Recorded data:
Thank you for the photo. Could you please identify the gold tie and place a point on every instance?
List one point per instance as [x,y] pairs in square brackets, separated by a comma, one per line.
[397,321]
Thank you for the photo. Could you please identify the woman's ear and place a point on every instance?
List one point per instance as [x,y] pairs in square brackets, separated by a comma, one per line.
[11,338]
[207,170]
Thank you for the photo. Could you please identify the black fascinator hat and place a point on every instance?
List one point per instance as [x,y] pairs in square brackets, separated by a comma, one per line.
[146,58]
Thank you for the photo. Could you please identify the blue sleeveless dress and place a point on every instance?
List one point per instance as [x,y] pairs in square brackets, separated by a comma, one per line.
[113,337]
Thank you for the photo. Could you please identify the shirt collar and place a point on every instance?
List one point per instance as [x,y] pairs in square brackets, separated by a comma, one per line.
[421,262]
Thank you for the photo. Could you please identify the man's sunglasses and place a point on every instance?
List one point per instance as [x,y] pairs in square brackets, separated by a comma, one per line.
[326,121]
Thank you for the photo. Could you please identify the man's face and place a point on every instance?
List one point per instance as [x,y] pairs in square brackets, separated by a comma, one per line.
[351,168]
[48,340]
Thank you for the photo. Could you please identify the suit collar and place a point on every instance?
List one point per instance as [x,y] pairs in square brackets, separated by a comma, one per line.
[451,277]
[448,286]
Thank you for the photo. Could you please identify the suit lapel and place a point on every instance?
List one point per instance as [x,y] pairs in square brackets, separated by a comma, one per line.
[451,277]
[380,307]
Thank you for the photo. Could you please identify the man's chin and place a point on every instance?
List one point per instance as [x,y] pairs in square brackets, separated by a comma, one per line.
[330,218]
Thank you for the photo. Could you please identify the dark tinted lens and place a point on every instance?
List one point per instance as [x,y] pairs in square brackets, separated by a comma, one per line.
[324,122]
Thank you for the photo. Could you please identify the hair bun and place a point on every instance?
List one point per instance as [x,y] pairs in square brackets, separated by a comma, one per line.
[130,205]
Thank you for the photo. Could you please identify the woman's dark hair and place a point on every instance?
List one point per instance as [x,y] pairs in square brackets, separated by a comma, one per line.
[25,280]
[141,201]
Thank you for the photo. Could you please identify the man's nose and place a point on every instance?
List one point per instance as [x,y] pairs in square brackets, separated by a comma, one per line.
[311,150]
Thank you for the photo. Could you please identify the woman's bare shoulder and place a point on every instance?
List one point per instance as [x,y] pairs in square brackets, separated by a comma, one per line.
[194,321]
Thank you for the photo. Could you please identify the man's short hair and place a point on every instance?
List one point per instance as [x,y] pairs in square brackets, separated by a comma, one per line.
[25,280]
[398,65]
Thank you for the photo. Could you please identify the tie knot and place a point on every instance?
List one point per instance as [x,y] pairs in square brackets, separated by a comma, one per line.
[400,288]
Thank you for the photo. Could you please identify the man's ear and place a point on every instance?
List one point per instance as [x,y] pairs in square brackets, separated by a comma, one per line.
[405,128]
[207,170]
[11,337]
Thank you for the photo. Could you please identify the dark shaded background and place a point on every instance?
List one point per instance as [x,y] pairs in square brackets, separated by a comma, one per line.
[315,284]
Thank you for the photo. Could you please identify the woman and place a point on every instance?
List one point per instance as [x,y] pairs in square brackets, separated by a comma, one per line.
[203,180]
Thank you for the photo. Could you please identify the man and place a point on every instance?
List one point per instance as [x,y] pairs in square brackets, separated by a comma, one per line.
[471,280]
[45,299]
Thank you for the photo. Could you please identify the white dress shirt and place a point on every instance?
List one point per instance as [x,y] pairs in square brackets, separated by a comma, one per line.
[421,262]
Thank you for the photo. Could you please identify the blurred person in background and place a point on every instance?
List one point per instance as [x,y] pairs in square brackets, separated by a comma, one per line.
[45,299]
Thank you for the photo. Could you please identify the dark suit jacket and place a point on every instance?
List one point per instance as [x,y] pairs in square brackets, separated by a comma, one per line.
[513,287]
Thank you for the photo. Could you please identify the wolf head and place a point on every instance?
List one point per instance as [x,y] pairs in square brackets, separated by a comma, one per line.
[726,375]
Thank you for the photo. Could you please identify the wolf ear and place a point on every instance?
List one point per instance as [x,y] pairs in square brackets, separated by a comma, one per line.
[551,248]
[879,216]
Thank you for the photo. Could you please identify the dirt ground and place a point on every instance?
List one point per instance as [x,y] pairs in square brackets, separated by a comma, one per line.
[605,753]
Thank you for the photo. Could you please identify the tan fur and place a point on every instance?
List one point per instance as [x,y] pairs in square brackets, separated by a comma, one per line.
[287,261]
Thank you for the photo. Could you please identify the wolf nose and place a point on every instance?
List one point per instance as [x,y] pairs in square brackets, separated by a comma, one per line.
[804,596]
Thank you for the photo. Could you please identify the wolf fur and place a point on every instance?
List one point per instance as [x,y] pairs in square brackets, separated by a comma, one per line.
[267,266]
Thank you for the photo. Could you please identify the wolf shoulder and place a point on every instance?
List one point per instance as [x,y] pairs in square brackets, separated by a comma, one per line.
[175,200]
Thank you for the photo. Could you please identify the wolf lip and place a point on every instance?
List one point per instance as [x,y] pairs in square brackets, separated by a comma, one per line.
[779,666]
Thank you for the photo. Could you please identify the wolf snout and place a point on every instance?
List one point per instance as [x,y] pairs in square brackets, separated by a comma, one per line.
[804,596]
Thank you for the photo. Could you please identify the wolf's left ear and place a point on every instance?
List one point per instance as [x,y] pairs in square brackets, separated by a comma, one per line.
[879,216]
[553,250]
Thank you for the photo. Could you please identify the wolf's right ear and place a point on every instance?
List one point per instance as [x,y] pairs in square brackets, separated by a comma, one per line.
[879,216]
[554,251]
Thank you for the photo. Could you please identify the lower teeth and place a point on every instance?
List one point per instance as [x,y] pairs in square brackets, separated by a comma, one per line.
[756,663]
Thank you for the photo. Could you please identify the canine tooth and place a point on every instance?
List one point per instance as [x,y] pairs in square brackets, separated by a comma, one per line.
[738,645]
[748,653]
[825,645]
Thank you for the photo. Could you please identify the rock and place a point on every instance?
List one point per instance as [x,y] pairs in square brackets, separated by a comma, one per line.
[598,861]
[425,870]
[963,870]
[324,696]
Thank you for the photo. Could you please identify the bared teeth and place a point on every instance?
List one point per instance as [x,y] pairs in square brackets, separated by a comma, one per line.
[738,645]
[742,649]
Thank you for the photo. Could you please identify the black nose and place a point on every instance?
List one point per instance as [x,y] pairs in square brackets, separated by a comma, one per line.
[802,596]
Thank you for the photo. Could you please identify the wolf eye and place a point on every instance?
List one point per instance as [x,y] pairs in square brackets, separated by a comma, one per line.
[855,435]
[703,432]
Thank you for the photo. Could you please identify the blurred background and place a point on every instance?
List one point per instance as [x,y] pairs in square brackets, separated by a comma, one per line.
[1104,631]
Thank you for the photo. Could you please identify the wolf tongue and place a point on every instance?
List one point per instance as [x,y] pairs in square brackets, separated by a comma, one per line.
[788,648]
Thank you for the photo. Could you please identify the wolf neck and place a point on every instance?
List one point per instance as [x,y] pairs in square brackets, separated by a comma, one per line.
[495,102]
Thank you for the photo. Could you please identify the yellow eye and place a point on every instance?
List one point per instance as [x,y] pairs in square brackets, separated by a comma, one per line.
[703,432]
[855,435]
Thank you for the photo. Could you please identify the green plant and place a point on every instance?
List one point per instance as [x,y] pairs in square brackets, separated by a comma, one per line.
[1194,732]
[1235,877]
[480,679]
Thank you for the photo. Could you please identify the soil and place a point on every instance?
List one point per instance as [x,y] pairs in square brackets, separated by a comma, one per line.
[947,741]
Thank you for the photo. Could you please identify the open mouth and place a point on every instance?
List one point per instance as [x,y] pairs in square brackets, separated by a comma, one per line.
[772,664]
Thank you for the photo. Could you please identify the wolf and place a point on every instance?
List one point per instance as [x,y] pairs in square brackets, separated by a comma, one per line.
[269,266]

Description of the task: Check each line of the listing above, and copy it if it contains the word "shirt".

Your response:
Thank you for the photo. Could you please identify the shirt collar and place a point on every instance?
Thank you for the photo. Could you please identify the white dress shirt and place a point on every instance?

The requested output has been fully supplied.